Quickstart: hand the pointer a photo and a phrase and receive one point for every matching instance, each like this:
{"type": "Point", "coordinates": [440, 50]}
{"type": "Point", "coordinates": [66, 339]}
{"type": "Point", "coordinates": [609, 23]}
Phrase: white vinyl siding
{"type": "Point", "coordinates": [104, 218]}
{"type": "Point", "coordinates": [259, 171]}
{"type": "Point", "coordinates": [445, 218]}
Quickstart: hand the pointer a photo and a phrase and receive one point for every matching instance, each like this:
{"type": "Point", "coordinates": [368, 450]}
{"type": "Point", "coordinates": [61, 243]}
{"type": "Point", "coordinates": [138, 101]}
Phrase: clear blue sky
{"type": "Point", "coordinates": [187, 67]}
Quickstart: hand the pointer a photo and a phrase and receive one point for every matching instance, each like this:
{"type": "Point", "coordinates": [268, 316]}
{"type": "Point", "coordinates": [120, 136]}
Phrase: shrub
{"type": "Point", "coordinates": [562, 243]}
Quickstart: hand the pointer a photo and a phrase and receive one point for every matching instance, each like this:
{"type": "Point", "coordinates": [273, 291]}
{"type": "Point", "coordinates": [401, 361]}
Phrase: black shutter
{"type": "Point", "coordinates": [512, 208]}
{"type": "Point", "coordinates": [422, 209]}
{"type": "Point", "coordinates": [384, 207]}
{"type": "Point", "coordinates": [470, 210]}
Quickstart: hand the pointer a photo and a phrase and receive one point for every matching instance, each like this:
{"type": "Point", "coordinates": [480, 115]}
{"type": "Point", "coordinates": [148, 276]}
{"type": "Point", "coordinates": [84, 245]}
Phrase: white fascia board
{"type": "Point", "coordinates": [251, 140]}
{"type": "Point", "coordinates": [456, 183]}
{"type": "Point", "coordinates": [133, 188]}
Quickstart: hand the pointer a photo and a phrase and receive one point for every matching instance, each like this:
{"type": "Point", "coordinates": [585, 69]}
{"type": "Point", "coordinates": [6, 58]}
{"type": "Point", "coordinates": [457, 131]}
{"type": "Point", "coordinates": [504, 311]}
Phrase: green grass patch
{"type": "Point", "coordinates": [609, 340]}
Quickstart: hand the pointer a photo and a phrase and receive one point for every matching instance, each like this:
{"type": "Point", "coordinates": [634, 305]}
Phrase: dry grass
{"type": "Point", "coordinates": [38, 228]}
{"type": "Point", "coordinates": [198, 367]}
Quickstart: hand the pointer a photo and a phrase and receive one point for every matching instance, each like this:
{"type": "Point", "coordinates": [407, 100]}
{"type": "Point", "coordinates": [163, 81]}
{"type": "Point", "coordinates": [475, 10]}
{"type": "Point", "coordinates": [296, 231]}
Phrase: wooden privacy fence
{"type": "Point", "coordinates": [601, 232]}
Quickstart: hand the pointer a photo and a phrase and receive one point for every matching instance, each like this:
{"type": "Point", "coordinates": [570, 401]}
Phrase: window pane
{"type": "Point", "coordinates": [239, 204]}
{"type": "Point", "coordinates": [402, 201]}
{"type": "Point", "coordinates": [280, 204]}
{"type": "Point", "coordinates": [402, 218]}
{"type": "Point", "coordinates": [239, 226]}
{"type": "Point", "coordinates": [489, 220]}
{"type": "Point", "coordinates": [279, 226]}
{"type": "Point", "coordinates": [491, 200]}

--------------------

## [Request]
Quote each line above in full, word for word.

## [Response to the exercise]
Quickstart: hand the pointer a photo and a phrase and receive one point for every matching instance, each like this:
{"type": "Point", "coordinates": [440, 50]}
{"type": "Point", "coordinates": [66, 339]}
{"type": "Point", "coordinates": [609, 23]}
Phrase: white vinyl siding
{"type": "Point", "coordinates": [104, 218]}
{"type": "Point", "coordinates": [259, 171]}
{"type": "Point", "coordinates": [445, 218]}
Quickstart: hand the pointer a photo and a phrase and receive one point for every matching instance, each like this:
{"type": "Point", "coordinates": [368, 450]}
{"type": "Point", "coordinates": [61, 243]}
{"type": "Point", "coordinates": [138, 101]}
Phrase: clear blue sky
{"type": "Point", "coordinates": [187, 67]}
Quickstart: hand the pointer a photo and a phrase and receive one point for every matching instance, each like this:
{"type": "Point", "coordinates": [268, 316]}
{"type": "Point", "coordinates": [120, 136]}
Phrase: shrub
{"type": "Point", "coordinates": [562, 243]}
Quickstart: hand the pointer a photo and a phrase and receive one point for every matching instance, each like this:
{"type": "Point", "coordinates": [273, 291]}
{"type": "Point", "coordinates": [401, 361]}
Phrase: black shutter
{"type": "Point", "coordinates": [512, 208]}
{"type": "Point", "coordinates": [422, 209]}
{"type": "Point", "coordinates": [384, 207]}
{"type": "Point", "coordinates": [470, 210]}
Quickstart: hand the pointer a photo and a phrase and receive one point for every matching instance, each like this:
{"type": "Point", "coordinates": [480, 115]}
{"type": "Point", "coordinates": [148, 276]}
{"type": "Point", "coordinates": [84, 245]}
Phrase: white fascia board
{"type": "Point", "coordinates": [251, 140]}
{"type": "Point", "coordinates": [456, 183]}
{"type": "Point", "coordinates": [133, 188]}
Quickstart: hand the pointer a photo and a phrase and receive one point for every matching instance, each like this:
{"type": "Point", "coordinates": [585, 69]}
{"type": "Point", "coordinates": [6, 58]}
{"type": "Point", "coordinates": [457, 131]}
{"type": "Point", "coordinates": [504, 311]}
Phrase: green grass patch
{"type": "Point", "coordinates": [609, 340]}
Quickstart: hand the pointer a photo and a phrase and receive one point for every matching instance, each like this:
{"type": "Point", "coordinates": [634, 305]}
Phrase: dry grass
{"type": "Point", "coordinates": [38, 228]}
{"type": "Point", "coordinates": [198, 367]}
Quickstart: hand the pointer a photo and a phrase and receive one point for every matching instance, each like this:
{"type": "Point", "coordinates": [407, 100]}
{"type": "Point", "coordinates": [163, 81]}
{"type": "Point", "coordinates": [475, 10]}
{"type": "Point", "coordinates": [296, 231]}
Phrase: wooden privacy fence
{"type": "Point", "coordinates": [601, 232]}
Quickstart: hand the pointer a photo and a phrase and receive one point for every matching instance, each like this:
{"type": "Point", "coordinates": [570, 401]}
Phrase: window pane
{"type": "Point", "coordinates": [239, 204]}
{"type": "Point", "coordinates": [402, 201]}
{"type": "Point", "coordinates": [280, 204]}
{"type": "Point", "coordinates": [402, 218]}
{"type": "Point", "coordinates": [239, 226]}
{"type": "Point", "coordinates": [489, 220]}
{"type": "Point", "coordinates": [279, 226]}
{"type": "Point", "coordinates": [491, 200]}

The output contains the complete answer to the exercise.